Kennislacunes

Deel I

Ten aanzien van langere nuchtertijden voor vast en vloeibaar voedsel

  • Gerandomiseerde studies zijn nodig waarin het effect van ‘langere of kortere nuchtertijden voor vast en vloeibaar voedsel’ vergeleken wordt met ‘de huidige nuchtertijden’ bij hoog-risico patiëntengroepen op regurgitatie en aspiratie (zie de bijlage Definities en veelgebruikte termen).
  • Gerandomiseerde studies zijn nodig waarin het effect van ‘langere of kortere nuchtertijden’ vergeleken wordt met ‘de nuchtertijden zoals aangegeven in de huidige richtlijn’ bij hoog-risico kinderen zoals bv kinderen met diabetes mellitus (zie de bijlage Definities en veelgebruikte termen).

 

Ten aanzien van preoperatieve nuchtertijden bij postpylorische sondevoeding

  • Er zijn studies nodig waarin preoperatieve nuchtertijden van patienten met postpylorische sondevoeding vergeleken worden, waarin bijvoorbeeld vasten van 6, 4, 2 en 0 uur vasten wordt vergeleken.

══════════

» OVER DEZE OPDRACHT
Beantwoord de volgende vragen met behulp van de tekst over kennislacunes bij nuchtertijden.
1. Welke groep kinderen wordt als voorbeeld van hoog-risico kinderen genoemd?
2. Op welke twee uitkomsten moet het effect bij hoog-risico patiëntengroepen worden vergeleken?
3. Welke vastenduren worden als voorbeeld genoemd voor patiënten met postpylorische sondevoeding?
Het materiaal dat hierna volgt, is afkomstig uit een andere bron.

» AANGELEVERD MATERIAAL
══════════

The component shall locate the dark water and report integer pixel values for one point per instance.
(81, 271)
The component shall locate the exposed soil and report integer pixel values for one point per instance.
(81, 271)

══════════

» ANTWOORD OP OPDRACHT
1. Kinderen met diabetes mellitus.
2. Regurgitatie en aspiratie.
3. Vasten van 6, 4, 2 en 0 uur.